What the task asks.
The lines you return must be all those in the data that hold the string "star".

[Opening Material for this exercise section]

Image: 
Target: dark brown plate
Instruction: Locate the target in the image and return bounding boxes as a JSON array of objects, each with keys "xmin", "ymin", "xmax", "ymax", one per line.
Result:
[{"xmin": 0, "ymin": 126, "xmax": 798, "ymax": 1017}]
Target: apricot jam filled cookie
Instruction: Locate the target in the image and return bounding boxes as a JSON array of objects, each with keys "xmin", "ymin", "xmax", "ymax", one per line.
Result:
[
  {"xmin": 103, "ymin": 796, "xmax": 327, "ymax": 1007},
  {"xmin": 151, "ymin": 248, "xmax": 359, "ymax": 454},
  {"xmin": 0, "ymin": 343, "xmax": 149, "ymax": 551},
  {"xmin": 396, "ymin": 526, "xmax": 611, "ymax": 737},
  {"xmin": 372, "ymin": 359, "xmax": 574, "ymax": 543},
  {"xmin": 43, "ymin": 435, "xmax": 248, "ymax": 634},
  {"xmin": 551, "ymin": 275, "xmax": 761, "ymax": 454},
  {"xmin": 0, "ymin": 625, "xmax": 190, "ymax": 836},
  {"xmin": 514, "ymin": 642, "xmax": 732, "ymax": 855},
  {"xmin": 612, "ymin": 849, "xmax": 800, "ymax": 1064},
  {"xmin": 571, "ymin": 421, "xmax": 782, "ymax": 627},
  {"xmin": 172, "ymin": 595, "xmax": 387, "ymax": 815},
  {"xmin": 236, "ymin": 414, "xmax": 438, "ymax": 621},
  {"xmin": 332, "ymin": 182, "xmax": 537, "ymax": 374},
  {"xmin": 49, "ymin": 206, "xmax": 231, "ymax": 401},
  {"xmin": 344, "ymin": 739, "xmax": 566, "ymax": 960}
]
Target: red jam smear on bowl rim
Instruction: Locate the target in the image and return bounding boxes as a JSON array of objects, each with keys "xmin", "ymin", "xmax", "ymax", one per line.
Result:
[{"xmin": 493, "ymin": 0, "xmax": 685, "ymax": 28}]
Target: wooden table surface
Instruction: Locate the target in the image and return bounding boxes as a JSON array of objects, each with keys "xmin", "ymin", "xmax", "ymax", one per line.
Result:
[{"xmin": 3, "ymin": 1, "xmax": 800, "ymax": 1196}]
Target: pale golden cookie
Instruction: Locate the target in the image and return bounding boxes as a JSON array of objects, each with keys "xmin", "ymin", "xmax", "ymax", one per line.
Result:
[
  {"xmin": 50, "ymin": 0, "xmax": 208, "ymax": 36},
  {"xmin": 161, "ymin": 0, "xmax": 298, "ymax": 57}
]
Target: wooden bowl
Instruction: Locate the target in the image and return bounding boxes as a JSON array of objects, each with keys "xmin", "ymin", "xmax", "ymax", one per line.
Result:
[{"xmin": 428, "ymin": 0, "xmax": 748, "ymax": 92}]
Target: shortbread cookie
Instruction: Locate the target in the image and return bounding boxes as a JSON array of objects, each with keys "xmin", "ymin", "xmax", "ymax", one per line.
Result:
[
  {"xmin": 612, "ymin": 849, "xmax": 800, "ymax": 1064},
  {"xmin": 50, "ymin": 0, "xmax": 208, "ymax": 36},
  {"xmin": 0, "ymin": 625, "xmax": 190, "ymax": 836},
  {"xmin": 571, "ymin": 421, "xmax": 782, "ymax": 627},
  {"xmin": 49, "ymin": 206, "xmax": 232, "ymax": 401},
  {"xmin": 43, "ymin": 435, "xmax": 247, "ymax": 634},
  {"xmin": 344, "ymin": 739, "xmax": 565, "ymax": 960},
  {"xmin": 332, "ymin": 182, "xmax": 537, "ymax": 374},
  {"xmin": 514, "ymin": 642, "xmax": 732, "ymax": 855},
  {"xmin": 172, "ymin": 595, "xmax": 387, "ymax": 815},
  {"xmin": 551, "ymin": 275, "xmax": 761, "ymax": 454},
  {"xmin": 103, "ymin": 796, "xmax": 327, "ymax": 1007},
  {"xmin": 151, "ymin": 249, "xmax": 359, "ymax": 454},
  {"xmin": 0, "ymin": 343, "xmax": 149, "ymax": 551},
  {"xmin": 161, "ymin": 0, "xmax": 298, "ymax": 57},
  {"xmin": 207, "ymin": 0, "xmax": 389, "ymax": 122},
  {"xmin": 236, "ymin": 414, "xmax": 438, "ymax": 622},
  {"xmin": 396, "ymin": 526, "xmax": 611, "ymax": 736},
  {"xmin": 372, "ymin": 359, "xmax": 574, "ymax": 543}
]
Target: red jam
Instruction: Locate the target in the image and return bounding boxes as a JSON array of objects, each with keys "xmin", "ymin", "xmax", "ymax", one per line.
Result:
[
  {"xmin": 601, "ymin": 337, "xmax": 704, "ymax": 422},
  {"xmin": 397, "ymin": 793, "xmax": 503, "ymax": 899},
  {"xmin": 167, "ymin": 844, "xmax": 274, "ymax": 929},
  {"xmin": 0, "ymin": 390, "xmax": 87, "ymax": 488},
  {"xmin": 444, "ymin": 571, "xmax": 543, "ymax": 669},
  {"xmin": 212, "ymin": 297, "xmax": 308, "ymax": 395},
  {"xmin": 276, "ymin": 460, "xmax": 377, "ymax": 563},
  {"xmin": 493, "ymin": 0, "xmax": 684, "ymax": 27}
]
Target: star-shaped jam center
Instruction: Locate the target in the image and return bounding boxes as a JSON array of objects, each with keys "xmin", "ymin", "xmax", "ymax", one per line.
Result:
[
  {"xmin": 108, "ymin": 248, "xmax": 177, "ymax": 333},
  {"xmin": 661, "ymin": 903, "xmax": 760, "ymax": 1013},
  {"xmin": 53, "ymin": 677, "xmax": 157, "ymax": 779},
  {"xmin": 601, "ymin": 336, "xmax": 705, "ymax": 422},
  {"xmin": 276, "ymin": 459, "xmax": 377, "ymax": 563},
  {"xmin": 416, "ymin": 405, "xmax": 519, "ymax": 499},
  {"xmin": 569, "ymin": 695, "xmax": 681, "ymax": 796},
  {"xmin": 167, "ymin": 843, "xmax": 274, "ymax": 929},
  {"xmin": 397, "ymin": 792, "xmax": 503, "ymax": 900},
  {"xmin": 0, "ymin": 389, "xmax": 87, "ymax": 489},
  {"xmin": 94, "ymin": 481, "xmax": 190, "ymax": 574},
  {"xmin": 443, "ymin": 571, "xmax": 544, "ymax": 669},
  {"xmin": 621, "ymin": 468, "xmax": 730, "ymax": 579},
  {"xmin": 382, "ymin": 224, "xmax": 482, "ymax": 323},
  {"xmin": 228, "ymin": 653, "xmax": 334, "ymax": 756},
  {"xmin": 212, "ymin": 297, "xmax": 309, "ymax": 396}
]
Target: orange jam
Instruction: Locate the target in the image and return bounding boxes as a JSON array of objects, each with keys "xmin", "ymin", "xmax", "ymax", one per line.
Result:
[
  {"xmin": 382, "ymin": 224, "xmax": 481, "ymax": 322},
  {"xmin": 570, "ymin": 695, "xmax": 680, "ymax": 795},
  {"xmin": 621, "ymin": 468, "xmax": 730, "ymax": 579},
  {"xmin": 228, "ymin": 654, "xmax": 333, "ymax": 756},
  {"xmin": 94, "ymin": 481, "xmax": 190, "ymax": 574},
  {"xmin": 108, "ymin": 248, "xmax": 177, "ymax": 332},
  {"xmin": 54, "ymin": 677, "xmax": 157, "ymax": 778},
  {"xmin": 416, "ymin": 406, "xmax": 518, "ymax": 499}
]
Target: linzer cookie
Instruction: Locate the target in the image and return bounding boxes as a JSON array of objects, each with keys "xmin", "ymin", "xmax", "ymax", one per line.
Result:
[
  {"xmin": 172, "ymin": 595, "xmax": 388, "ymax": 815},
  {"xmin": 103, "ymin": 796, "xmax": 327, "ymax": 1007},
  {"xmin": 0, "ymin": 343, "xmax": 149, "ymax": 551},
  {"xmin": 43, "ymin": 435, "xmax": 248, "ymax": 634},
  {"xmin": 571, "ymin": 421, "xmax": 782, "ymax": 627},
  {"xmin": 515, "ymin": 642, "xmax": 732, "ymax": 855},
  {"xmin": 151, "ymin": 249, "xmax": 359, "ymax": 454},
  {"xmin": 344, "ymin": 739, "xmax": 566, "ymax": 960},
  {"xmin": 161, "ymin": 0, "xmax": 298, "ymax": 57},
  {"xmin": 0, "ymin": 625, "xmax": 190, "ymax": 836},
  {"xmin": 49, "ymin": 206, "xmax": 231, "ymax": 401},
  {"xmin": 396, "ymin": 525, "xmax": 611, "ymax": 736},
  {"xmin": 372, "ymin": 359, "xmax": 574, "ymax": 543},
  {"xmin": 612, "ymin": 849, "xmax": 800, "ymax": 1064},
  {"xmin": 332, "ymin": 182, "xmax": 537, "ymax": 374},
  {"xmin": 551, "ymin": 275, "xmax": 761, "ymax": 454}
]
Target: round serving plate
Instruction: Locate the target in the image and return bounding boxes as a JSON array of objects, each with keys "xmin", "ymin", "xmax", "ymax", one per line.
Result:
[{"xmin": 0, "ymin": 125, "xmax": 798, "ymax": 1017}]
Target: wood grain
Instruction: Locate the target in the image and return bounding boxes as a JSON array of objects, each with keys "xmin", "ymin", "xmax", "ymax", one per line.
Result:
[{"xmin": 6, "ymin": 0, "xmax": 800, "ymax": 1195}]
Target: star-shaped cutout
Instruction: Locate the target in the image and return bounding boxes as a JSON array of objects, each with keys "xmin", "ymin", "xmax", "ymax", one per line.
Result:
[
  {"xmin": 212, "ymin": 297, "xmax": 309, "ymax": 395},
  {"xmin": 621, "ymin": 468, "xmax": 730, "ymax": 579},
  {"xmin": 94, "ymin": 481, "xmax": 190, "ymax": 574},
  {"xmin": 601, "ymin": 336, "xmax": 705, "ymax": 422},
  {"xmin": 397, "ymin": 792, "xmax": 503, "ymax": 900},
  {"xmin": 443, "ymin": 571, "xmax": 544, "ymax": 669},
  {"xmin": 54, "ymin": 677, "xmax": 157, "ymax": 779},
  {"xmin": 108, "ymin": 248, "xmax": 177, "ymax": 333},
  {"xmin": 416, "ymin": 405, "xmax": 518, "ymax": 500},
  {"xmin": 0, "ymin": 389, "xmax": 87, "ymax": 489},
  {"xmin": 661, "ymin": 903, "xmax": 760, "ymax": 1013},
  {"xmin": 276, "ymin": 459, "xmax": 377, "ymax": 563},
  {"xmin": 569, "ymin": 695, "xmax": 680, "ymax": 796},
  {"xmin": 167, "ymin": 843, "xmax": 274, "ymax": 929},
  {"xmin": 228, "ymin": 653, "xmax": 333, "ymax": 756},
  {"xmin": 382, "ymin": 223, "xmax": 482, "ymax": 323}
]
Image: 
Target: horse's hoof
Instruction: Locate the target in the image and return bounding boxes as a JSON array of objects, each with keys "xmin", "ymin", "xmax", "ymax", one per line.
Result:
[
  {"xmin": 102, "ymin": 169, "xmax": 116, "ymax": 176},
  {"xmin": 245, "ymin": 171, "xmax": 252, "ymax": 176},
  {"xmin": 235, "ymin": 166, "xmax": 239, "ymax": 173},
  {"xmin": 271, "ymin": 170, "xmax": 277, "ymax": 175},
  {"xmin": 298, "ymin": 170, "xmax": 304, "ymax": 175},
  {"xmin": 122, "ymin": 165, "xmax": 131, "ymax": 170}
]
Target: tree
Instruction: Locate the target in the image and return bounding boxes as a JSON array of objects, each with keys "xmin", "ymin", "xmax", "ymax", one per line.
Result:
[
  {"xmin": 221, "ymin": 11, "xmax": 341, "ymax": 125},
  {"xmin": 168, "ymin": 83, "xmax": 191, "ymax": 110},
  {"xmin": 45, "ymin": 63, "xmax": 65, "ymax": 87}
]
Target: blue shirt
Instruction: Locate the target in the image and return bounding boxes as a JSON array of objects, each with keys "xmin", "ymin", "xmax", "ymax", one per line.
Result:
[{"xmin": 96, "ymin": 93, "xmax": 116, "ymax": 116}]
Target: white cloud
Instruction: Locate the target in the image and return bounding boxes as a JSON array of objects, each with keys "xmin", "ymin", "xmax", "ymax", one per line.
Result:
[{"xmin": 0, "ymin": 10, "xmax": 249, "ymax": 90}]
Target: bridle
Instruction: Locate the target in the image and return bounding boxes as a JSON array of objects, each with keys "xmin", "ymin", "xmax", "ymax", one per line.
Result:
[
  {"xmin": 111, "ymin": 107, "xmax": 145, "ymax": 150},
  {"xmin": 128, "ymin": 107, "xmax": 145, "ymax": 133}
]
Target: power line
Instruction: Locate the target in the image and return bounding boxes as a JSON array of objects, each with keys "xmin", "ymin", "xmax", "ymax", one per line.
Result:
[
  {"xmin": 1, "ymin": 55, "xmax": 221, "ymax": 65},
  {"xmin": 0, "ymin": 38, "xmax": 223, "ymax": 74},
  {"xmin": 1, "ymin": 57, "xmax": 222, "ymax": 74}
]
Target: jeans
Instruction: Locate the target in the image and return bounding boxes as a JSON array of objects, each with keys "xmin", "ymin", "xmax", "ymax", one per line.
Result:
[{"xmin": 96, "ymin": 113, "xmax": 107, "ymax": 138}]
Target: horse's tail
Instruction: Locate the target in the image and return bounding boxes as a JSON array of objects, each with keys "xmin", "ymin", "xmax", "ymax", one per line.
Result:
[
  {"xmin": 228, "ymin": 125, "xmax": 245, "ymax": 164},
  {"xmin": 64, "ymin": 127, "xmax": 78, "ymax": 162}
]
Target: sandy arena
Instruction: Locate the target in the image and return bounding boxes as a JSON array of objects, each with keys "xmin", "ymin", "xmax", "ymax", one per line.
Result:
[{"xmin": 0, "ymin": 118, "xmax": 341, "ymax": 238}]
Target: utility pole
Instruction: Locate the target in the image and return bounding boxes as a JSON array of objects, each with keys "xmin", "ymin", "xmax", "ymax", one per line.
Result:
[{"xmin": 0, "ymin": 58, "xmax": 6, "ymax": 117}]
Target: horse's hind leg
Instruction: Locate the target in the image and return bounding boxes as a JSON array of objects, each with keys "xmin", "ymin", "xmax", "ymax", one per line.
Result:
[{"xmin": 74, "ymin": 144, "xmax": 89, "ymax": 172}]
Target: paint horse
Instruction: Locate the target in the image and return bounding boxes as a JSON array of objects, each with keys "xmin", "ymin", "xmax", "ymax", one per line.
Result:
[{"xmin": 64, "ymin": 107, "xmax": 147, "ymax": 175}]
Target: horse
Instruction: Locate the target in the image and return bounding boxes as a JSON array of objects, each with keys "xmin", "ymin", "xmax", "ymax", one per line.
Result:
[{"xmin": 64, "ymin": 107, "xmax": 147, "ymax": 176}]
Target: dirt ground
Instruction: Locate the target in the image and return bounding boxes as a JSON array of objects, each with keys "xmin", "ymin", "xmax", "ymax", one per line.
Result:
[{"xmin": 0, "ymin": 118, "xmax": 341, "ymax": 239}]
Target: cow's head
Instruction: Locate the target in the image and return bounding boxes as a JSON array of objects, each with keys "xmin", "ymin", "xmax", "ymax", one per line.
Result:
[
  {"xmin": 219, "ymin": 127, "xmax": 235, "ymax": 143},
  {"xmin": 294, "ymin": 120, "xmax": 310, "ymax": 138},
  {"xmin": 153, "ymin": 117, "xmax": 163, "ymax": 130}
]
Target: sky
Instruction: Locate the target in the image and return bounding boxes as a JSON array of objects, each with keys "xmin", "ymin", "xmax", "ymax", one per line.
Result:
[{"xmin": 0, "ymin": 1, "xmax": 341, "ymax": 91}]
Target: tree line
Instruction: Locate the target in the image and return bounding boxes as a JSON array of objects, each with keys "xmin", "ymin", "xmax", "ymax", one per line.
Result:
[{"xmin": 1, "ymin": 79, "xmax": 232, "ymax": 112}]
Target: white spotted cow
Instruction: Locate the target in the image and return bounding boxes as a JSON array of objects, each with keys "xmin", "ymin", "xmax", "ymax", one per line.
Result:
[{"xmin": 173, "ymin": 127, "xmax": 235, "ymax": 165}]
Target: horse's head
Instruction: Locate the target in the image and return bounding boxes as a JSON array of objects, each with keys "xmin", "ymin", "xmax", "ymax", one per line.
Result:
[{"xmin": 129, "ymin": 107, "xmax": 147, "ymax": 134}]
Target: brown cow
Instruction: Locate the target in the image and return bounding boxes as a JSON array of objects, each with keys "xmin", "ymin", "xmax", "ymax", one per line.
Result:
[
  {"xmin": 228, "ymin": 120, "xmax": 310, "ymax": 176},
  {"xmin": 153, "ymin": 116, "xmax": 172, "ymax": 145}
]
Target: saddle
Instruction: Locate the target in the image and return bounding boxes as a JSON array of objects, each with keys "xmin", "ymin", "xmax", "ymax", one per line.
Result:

[Closing Material for this exercise section]

Response to the exercise.
Target: star-shaped jam center
Target: star-shaped cutout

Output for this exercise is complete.